● Provided passage:
## START

Although the patent to Neer solved the problem of picking up samples of air permeable fabric and materials, there still existed the problem of attaching or otherwise securing the air impervious layer to the air permeable fabric.

Fabric or other air permeable material is typically supplied to the chart maker in strip form rolled into a coil from which the sample swatches are then cut. Prior to this invention, when following the teachings of Neer the strip material was manually glued to the air impervious layer or backing. When performing this manual operation it was extremely important to glue the strip material on the backing very carefully so as to have a neat appearing product. While this was difficult when laying only one strip on a backing the difficulty increased multi-fold when laying two or more strips on the same backing as is necessary when it is desirable to show two or more coordinated colors or materials which a prospective purchaser may wish to choose. For instance, in an automotive fabric sample chart it is desirable to display to a prospective purchaser a sample of the material which may be used to upholster the seat and a coordinated material which may be used to cover the headliner or other interior surfaces.

When displaying two or more coordinated materials it is desirable to lay them on the backing in a tight, abutting, side by side relation so that there are no loose threads or fuzzy edges exposed to thereby give the color chart a neat, desirable appearance.

When, in the prior art such strips were manually laid on the backing there was a high rejection rate due to the materials being placed unevenly on the backing, which led to a great waste of both material and labor.

SUMMARY OF THE INVENTION

The normal difficulty of placing the strip material evenly on the backing is increased due to the fact that various strip materials have different flow characteristics and the backing typically had a flow characteristic different than any of the strip materials. By the term "flow characteristic" is meant that the different materials stretch to different degrees when a given tension is applied. The different flow characteristics can cause the material to bunch, gather or warp after being glued to the backing if care is not taken to eliminate all tension on the strip material as it is being glued.

## END

● Record list:
## START

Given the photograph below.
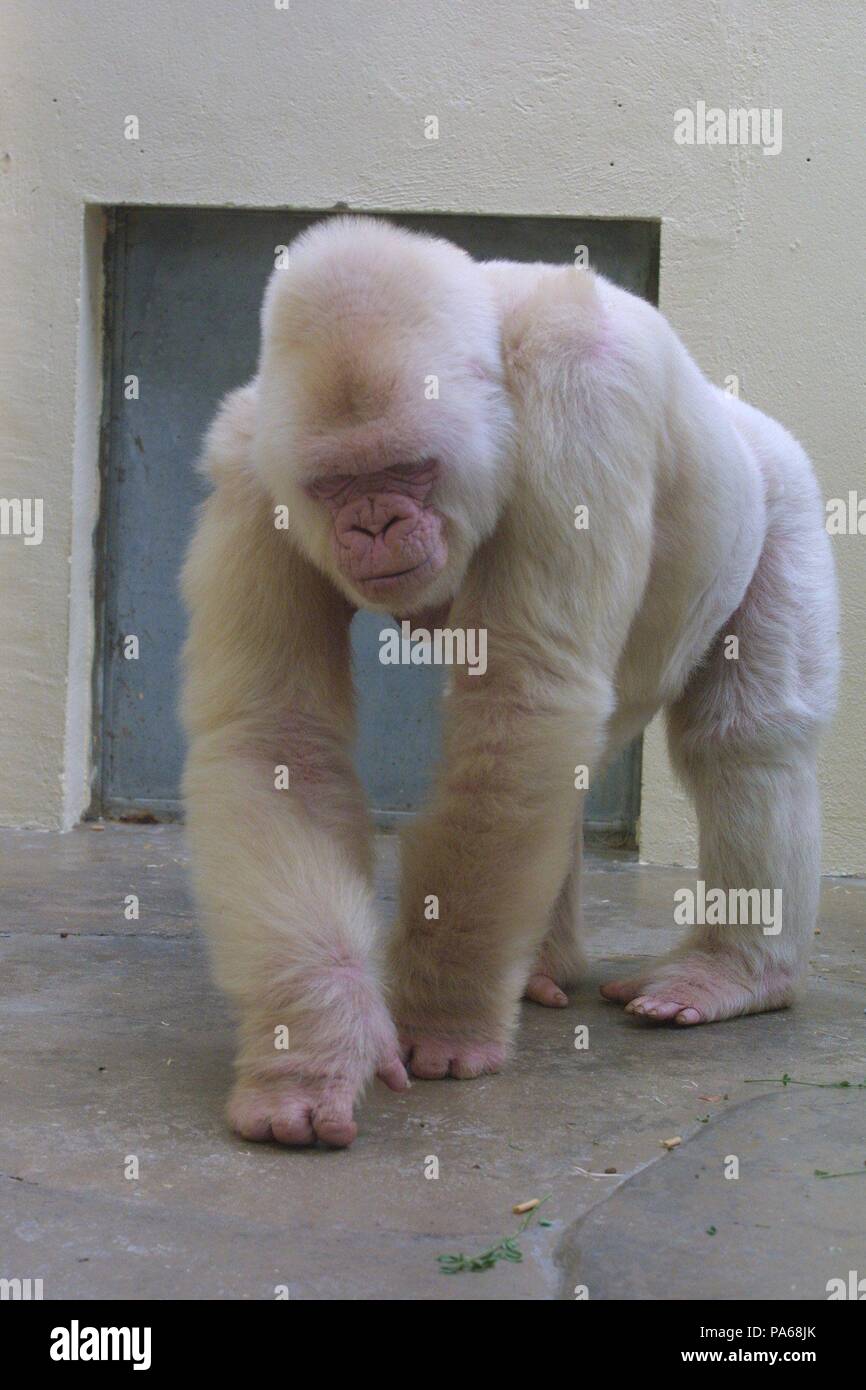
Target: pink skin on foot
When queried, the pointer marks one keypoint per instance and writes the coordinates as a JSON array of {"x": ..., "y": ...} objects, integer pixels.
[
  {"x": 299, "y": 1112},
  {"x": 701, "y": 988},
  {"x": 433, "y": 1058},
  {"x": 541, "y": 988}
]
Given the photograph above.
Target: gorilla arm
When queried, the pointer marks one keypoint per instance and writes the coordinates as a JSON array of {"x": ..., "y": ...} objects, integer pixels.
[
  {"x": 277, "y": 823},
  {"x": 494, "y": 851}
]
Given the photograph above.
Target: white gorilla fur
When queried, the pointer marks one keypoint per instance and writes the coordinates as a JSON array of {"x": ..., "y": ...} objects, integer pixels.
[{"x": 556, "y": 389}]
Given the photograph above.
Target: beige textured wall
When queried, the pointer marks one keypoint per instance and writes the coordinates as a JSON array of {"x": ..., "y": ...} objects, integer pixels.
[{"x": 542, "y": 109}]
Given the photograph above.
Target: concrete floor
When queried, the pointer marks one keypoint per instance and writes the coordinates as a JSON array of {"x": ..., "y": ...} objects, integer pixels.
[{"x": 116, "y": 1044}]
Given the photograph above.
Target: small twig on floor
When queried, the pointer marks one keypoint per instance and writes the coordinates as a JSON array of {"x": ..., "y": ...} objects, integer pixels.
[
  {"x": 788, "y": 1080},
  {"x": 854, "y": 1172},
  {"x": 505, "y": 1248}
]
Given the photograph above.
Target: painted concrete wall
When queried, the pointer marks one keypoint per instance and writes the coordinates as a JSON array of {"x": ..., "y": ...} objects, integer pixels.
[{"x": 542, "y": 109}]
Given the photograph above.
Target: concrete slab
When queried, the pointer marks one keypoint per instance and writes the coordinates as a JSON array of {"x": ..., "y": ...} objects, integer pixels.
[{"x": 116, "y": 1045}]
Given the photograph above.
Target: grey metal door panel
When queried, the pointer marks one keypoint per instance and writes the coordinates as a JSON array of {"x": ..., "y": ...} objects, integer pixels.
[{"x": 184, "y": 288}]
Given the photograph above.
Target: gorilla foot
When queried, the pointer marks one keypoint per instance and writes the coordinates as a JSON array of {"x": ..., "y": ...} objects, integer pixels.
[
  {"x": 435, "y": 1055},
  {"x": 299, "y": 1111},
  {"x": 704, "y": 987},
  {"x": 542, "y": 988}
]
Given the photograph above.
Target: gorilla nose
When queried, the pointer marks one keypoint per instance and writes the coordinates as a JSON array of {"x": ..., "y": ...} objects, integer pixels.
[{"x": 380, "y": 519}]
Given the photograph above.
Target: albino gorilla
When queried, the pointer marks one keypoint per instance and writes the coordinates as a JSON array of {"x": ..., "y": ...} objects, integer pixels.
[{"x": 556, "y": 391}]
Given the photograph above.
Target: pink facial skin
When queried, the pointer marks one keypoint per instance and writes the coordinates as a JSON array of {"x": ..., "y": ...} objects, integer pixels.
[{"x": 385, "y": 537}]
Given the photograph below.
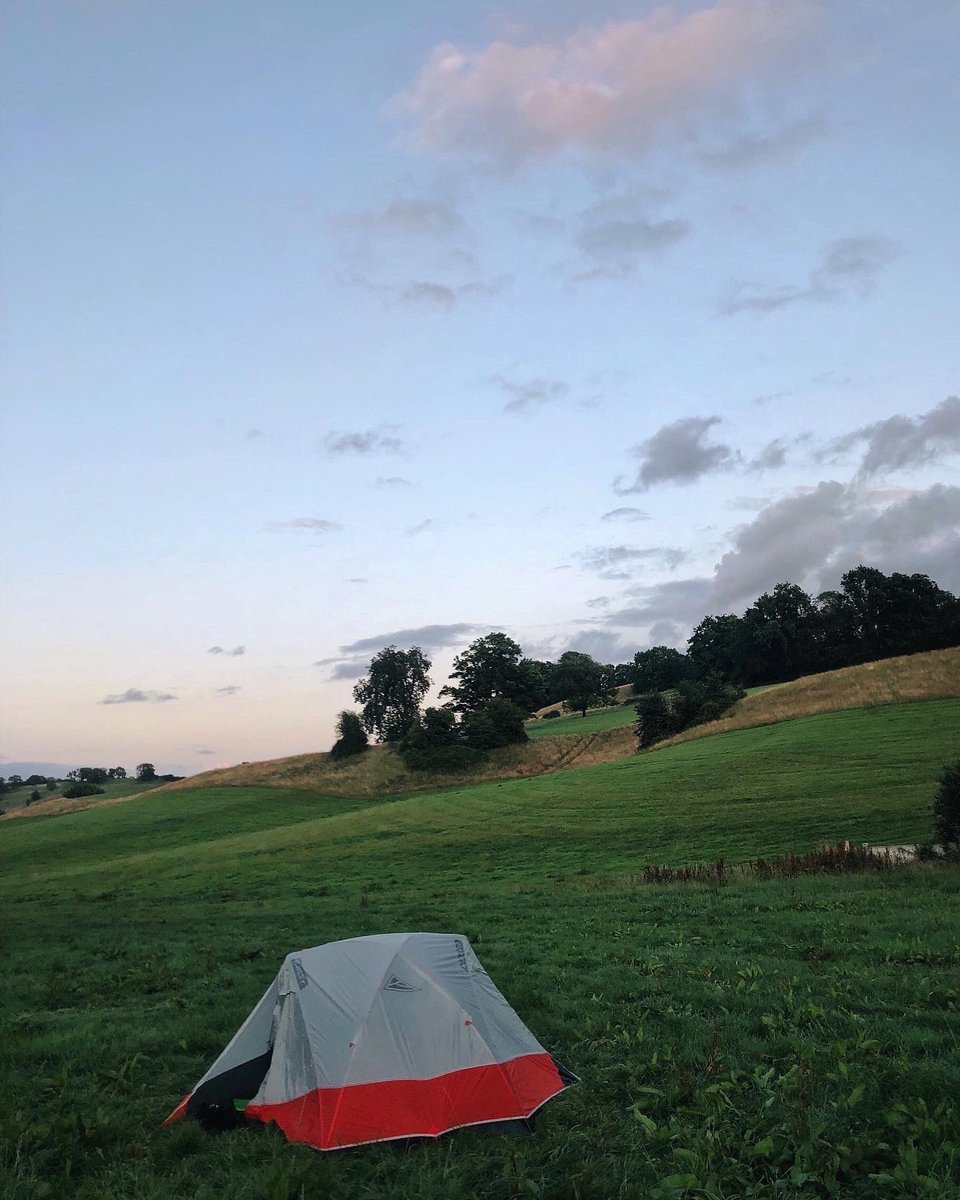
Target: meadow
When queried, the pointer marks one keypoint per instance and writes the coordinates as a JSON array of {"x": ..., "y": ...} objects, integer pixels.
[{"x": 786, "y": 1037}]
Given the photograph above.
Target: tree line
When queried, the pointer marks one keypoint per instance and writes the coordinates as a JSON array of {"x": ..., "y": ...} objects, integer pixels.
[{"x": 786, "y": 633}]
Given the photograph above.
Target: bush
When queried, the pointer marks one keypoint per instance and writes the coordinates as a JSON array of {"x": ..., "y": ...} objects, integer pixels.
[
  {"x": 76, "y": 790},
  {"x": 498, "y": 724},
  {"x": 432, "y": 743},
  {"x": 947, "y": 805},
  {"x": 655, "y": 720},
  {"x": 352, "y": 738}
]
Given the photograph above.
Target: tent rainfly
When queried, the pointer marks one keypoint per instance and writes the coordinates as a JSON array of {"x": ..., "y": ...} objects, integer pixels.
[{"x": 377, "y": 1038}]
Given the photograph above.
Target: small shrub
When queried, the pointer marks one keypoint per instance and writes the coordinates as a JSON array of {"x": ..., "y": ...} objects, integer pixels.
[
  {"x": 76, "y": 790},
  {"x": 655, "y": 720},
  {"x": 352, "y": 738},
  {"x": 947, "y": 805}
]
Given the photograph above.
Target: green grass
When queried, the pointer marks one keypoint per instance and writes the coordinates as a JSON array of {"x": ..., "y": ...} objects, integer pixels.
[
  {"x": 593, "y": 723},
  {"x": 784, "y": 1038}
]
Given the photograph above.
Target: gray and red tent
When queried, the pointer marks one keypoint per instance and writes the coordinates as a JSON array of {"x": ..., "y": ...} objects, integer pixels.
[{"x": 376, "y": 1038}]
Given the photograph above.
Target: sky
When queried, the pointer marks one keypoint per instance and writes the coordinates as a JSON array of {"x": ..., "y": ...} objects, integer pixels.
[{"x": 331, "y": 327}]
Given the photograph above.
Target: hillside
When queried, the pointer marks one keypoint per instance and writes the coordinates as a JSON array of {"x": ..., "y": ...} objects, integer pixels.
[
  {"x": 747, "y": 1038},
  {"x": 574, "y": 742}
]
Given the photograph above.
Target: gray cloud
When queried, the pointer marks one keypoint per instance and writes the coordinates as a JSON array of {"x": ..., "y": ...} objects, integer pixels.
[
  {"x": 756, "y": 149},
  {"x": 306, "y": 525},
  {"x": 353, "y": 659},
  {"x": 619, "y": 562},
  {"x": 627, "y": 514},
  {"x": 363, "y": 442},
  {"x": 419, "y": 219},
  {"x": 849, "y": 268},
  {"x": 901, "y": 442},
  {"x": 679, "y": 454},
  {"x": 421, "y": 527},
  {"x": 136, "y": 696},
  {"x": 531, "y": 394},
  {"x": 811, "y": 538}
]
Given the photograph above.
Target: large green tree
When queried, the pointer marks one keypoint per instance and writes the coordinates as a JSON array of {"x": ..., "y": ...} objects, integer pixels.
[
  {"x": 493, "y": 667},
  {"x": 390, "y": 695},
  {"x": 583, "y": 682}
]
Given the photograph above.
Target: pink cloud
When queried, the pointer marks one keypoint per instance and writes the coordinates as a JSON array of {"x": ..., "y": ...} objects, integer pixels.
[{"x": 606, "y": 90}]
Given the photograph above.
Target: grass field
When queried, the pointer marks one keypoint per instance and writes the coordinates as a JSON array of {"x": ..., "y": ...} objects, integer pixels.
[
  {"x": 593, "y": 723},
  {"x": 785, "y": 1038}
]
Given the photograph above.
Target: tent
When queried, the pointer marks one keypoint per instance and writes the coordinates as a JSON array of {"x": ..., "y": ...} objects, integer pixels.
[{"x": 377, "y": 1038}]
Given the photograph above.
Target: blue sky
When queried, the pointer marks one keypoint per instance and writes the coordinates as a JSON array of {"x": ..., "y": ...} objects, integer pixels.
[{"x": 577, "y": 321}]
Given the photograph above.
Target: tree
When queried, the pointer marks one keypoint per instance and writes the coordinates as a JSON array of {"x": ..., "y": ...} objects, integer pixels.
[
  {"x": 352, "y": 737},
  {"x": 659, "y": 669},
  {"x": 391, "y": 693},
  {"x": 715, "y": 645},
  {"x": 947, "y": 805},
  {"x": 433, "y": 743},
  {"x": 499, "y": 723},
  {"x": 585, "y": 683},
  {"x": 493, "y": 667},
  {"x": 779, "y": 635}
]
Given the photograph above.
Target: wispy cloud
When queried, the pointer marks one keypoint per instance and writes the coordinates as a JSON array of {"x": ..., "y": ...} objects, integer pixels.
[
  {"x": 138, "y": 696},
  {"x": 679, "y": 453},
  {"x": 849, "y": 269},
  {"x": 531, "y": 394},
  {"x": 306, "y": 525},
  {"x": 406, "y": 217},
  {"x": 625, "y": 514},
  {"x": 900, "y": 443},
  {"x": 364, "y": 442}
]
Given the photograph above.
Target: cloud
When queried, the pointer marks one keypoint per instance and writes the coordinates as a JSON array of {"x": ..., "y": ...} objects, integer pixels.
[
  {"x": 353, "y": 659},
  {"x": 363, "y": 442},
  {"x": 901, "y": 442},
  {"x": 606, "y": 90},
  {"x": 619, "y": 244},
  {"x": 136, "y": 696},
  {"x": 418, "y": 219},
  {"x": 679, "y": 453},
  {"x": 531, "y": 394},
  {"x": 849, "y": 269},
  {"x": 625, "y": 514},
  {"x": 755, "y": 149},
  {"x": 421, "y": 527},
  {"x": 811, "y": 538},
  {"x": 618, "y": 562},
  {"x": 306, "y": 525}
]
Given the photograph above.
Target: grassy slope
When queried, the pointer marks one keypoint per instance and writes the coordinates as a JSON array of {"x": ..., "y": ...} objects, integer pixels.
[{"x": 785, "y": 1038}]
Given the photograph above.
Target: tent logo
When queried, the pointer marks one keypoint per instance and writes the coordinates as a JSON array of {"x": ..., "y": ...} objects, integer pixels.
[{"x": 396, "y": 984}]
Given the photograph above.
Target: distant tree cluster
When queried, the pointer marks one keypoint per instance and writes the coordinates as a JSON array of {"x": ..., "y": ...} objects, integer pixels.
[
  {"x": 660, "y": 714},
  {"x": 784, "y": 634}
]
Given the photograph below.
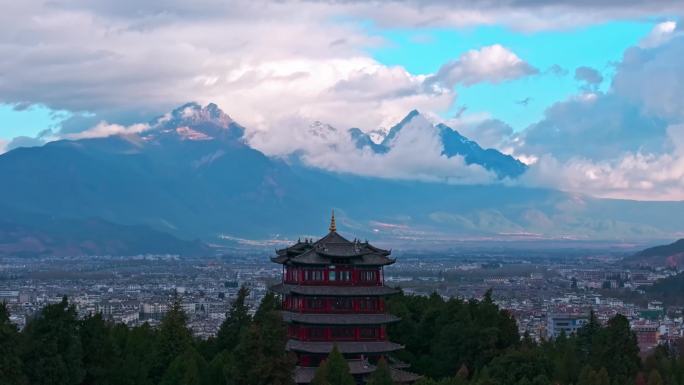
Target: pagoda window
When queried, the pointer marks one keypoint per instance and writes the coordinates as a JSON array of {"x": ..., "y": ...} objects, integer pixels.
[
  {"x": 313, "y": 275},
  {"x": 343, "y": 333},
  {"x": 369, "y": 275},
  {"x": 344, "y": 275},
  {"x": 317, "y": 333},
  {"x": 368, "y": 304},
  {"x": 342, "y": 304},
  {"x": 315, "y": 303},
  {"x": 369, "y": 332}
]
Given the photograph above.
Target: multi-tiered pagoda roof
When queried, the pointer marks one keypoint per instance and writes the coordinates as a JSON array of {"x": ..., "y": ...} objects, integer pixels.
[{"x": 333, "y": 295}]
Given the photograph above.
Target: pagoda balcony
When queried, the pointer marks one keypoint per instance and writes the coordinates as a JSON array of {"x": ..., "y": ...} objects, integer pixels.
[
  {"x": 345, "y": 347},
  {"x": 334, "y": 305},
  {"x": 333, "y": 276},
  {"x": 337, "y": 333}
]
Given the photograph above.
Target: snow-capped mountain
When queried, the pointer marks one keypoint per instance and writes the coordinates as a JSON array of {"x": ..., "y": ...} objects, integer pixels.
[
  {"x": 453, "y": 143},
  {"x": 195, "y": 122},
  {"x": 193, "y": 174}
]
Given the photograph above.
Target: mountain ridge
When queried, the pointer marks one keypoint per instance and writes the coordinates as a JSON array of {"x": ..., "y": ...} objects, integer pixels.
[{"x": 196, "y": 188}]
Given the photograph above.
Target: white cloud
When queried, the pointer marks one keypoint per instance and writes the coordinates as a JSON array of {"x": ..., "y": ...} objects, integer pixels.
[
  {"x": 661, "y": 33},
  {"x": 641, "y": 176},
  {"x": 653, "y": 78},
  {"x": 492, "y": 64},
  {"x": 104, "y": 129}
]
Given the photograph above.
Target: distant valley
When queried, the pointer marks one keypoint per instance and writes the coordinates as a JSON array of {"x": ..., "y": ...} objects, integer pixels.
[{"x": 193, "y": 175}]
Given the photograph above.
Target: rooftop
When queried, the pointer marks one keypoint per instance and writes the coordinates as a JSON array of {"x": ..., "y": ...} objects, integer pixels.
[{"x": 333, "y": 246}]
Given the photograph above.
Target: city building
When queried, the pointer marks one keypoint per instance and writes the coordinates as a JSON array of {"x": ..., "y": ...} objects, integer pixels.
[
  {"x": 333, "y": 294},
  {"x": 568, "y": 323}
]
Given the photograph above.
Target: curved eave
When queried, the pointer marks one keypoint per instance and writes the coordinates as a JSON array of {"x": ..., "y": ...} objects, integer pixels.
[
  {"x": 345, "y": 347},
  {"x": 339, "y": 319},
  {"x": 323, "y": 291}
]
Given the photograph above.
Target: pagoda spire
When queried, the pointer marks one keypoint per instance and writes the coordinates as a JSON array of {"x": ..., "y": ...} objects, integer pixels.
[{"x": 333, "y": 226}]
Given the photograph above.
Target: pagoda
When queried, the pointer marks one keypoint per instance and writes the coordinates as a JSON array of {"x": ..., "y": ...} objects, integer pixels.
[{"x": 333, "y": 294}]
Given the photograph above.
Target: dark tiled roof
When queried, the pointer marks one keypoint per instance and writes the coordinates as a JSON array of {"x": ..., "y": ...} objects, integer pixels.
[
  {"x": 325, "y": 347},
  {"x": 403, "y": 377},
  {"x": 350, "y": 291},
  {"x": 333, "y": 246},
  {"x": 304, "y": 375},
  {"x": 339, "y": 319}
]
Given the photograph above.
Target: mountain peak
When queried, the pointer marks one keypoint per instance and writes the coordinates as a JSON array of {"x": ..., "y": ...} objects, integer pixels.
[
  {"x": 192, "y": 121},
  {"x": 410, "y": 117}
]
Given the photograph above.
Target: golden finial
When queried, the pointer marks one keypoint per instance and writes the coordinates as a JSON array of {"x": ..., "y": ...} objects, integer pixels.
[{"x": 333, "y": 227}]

## END

● Direction: Extend the patent passage on gluing fabric sample strips to an air-impervious backing, beginning immediately after its final sentence.

● Exercise output:
This invention obviates the above mentioned problems and difficulties encountered in laying one or more strips of material on a backing element, particularly when the strip materials have flow characteristics which differ from one another and when the flow characteristics of the strip materials differ from the flow characteristics of the backing element. The invention also obviates the problem of placing strip materials on a backing in a neat, straight manner, and causes the material to be adhered more tightly to the backing than was practical by the hand method.

In accordance with the invention, a laminating apparatus is provided, including a supply for the backing material and separate supplies for any number of strip materials. The backing element and the strip materials are trained along independent paths to a point whereat the strip materials are applied or laid on a surface of the backing element which has previously been coated with an adhesive. The strip material and backing are then trained through the nip formed by a pair of smooth, hard surfaced laminating rollers which combine the strip material having the greatest thickness, with the backing element. From the laminating rollers the material and backing are fed through the nip formed by a pair of cushioned surfaced drive rollers which combined or press each of the strip materials onto the backing element. The cushioned drive rollers are driven by a variable speed motor which directly controls the rate of speed of the laminating apparatus. The drive rollers also isolate the combining or laminating portion of the apparatus from the take-up station at which the laminated strip material and backing element are re-wound.

The laminating apparatus also includes a novel guide station located adjacent to the region whereat the strip materials are applied to the backing element. The guide station includes means for independently, tensionlessly, laterally guiding each of the strips onto the backing element so that they are placed in a tight, abutting, side-by-side relation.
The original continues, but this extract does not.